** What needs to be done **
Word for word, retype every record in the listing.

** Supplied records **
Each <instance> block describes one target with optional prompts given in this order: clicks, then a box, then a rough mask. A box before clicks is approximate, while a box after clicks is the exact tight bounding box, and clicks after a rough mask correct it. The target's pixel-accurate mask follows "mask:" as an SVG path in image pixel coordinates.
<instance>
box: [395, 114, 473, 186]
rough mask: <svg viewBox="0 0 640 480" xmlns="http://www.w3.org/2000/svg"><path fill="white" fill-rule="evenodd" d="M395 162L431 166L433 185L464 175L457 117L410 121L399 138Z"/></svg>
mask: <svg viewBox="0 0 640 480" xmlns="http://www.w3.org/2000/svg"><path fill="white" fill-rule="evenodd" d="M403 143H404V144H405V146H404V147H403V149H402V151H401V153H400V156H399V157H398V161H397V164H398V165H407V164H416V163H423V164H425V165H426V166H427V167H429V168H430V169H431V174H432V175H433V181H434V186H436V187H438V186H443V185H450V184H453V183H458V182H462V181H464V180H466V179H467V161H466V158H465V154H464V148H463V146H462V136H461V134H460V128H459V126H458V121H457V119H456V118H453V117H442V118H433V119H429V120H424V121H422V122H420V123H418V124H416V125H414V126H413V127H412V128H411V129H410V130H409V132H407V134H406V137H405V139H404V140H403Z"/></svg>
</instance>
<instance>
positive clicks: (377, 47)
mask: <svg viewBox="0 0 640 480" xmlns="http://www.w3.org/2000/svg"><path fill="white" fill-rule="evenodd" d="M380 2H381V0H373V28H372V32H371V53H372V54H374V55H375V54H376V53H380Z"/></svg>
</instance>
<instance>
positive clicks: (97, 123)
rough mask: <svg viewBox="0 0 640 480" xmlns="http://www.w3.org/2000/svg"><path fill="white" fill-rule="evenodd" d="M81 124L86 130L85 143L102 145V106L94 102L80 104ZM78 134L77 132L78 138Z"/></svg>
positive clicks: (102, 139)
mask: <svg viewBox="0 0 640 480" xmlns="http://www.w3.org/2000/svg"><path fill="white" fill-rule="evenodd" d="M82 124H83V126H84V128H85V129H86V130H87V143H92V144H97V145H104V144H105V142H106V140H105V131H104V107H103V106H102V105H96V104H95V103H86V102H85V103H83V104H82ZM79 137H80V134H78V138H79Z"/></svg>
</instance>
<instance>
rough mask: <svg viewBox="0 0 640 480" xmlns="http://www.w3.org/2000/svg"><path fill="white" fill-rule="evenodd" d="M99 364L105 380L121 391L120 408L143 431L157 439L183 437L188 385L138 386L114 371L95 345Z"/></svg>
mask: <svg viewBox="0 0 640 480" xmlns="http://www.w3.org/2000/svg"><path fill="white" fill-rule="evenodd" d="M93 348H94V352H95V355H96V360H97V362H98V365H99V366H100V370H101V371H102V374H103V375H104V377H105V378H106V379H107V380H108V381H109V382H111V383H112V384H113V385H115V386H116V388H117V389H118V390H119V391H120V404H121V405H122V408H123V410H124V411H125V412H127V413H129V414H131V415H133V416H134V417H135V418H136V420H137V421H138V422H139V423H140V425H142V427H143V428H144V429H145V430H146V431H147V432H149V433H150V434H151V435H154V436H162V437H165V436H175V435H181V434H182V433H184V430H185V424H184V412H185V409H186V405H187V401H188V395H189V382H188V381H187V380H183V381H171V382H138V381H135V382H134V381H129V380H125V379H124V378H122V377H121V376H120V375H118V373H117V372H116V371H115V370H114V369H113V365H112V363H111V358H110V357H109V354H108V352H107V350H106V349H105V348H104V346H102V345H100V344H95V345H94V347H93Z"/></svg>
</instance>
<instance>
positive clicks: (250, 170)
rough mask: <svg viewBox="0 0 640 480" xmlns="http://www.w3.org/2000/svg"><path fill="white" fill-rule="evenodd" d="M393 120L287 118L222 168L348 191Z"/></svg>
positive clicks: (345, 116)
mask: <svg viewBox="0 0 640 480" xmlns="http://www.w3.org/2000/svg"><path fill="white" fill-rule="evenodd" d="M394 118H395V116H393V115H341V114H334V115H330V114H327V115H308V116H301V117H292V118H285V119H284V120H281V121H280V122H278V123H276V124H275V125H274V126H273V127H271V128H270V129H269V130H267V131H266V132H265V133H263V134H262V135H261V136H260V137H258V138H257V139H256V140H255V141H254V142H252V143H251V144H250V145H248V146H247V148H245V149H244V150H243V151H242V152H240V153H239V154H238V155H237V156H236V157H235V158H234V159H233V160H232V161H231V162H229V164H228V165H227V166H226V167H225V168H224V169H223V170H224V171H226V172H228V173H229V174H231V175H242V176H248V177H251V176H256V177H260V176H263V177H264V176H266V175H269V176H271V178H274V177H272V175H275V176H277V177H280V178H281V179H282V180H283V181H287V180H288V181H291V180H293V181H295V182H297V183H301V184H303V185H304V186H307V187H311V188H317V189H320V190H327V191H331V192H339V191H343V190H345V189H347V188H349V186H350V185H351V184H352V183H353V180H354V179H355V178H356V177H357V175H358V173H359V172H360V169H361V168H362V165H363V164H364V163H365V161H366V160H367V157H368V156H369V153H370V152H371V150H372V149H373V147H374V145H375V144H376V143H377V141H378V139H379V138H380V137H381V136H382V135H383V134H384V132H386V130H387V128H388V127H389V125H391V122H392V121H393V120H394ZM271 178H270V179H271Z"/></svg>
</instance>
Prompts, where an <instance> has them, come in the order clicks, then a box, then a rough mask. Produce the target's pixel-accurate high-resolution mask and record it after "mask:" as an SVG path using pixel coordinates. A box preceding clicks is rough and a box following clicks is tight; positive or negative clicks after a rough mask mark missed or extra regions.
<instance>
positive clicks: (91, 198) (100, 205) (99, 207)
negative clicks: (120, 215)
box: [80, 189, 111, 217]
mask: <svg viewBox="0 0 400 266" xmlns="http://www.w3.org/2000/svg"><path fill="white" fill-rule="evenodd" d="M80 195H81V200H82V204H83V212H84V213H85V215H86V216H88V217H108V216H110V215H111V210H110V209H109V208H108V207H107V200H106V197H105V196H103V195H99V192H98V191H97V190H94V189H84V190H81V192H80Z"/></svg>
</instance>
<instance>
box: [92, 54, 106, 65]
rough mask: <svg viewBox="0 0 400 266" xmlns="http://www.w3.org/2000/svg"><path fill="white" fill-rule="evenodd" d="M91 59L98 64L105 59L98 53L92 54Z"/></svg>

** Answer area **
Each <instance> block describes one target with optional prompts given in this order: clicks, then a box, then a rough mask. A box before clicks is approximate, while a box after clicks is the exact tight bounding box, and clicks after a rough mask correct it. The target's pixel-accurate mask follows "mask:" as an SVG path in image pixel coordinates.
<instance>
box: [395, 114, 473, 186]
rough mask: <svg viewBox="0 0 640 480" xmlns="http://www.w3.org/2000/svg"><path fill="white" fill-rule="evenodd" d="M395 162L431 166L433 185L464 175L457 117L410 121L399 138Z"/></svg>
mask: <svg viewBox="0 0 640 480" xmlns="http://www.w3.org/2000/svg"><path fill="white" fill-rule="evenodd" d="M403 143H404V144H405V146H404V147H403V149H402V151H401V153H400V156H399V157H398V161H397V164H398V165H407V164H416V163H423V164H425V165H426V166H427V167H429V168H430V169H431V174H432V175H433V181H434V186H436V187H438V186H443V185H450V184H453V183H458V182H462V181H464V180H466V179H467V161H466V158H465V154H464V148H463V146H462V136H461V134H460V128H459V126H458V121H457V119H456V118H453V117H442V118H433V119H429V120H424V121H422V122H420V123H418V124H416V125H414V126H413V127H412V128H411V129H410V130H409V132H407V134H406V137H405V139H404V140H403Z"/></svg>
</instance>
<instance>
positive clicks: (377, 47)
mask: <svg viewBox="0 0 640 480" xmlns="http://www.w3.org/2000/svg"><path fill="white" fill-rule="evenodd" d="M380 2H381V0H373V28H372V32H371V53H372V54H374V55H375V54H376V53H380Z"/></svg>
</instance>
<instance>
positive clicks: (97, 123)
rough mask: <svg viewBox="0 0 640 480" xmlns="http://www.w3.org/2000/svg"><path fill="white" fill-rule="evenodd" d="M81 124L86 130L85 143L102 145V106L94 102L80 104ZM78 134L77 132L78 138Z"/></svg>
positive clicks: (102, 139)
mask: <svg viewBox="0 0 640 480" xmlns="http://www.w3.org/2000/svg"><path fill="white" fill-rule="evenodd" d="M82 124H83V126H84V128H85V129H86V130H87V143H92V144H97V145H104V144H105V142H106V140H105V131H104V107H103V106H102V105H96V104H95V103H86V102H85V103H83V104H82ZM79 137H80V134H78V138H79Z"/></svg>
</instance>
<instance>
rough mask: <svg viewBox="0 0 640 480" xmlns="http://www.w3.org/2000/svg"><path fill="white" fill-rule="evenodd" d="M99 364L105 380L121 391L120 408L143 431L157 439L183 437L188 385L138 386L114 371L95 345Z"/></svg>
mask: <svg viewBox="0 0 640 480" xmlns="http://www.w3.org/2000/svg"><path fill="white" fill-rule="evenodd" d="M93 348H94V352H95V355H96V360H97V362H98V365H99V366H100V370H101V371H102V374H103V375H104V377H105V378H106V379H107V380H108V381H109V382H111V383H112V384H113V385H115V386H116V388H117V389H118V390H119V391H120V404H121V405H122V408H123V410H124V411H125V412H127V413H129V414H131V415H133V416H134V417H135V418H136V420H137V421H138V422H139V423H140V425H142V427H143V428H144V429H145V430H146V431H147V432H149V433H150V434H151V435H154V436H162V437H165V436H175V435H181V434H182V433H184V430H185V424H184V412H185V409H186V405H187V401H188V395H189V382H188V381H187V380H183V381H171V382H138V381H135V382H134V381H129V380H125V379H124V378H122V377H121V376H120V375H118V373H117V372H116V371H115V370H114V369H113V365H112V363H111V358H110V357H109V354H108V352H107V350H106V349H105V348H104V346H102V345H100V344H95V345H94V347H93Z"/></svg>
</instance>
<instance>
positive clicks: (250, 170)
rough mask: <svg viewBox="0 0 640 480" xmlns="http://www.w3.org/2000/svg"><path fill="white" fill-rule="evenodd" d="M393 120L287 118L222 168L348 191Z"/></svg>
positive clicks: (345, 116)
mask: <svg viewBox="0 0 640 480" xmlns="http://www.w3.org/2000/svg"><path fill="white" fill-rule="evenodd" d="M394 118H395V116H393V115H341V114H334V115H330V114H327V115H308V116H301V117H292V118H285V119H284V120H281V121H280V122H278V123H276V124H275V125H274V126H273V127H271V128H270V129H269V130H267V131H266V132H265V133H263V134H262V135H261V136H260V137H258V138H257V139H256V140H255V141H254V142H252V143H251V144H250V145H248V146H247V148H245V149H244V150H243V151H242V152H240V153H239V154H238V155H237V156H236V157H235V158H234V159H233V160H232V161H231V162H229V164H228V165H227V166H226V167H225V168H224V169H223V170H224V171H226V172H228V173H229V174H231V175H242V176H248V177H251V176H256V177H260V176H263V177H264V176H266V175H269V176H271V178H274V177H272V175H275V176H277V177H280V178H281V179H282V180H283V181H287V180H288V181H291V180H293V181H295V182H297V183H301V184H303V185H304V186H307V187H311V188H317V189H320V190H327V191H331V192H339V191H343V190H345V189H347V188H349V186H350V185H351V184H352V183H353V180H354V179H355V178H356V177H357V175H358V173H359V172H360V169H361V168H362V165H363V164H364V163H365V161H366V160H367V157H368V156H369V153H370V152H371V150H372V149H373V147H374V145H375V144H376V143H377V141H378V139H379V138H380V137H381V136H382V135H383V134H384V132H386V130H387V128H388V127H389V125H391V122H392V121H393V120H394ZM271 178H270V179H271Z"/></svg>
</instance>
Prompts, where an <instance> has them, come in the order clicks, then a box, then a rough mask. Produce the target's pixel-accurate high-resolution mask and record it after "mask:" as an SVG path using pixel coordinates. A box preceding clicks is rough and a box following clicks is tight; positive or negative clicks after a rough mask mark missed or extra regions.
<instance>
positive clicks: (91, 198) (100, 205) (99, 207)
negative clicks: (120, 215)
box: [80, 189, 111, 217]
mask: <svg viewBox="0 0 400 266" xmlns="http://www.w3.org/2000/svg"><path fill="white" fill-rule="evenodd" d="M80 195H81V200H82V204H83V212H84V213H85V215H86V216H88V217H108V216H110V215H111V210H110V209H109V208H108V207H107V200H106V197H105V196H103V195H99V192H98V191H97V190H94V189H84V190H81V192H80Z"/></svg>
</instance>
<instance>
box: [92, 54, 106, 65]
rough mask: <svg viewBox="0 0 400 266" xmlns="http://www.w3.org/2000/svg"><path fill="white" fill-rule="evenodd" d="M91 59L98 64L105 59L98 53L92 54Z"/></svg>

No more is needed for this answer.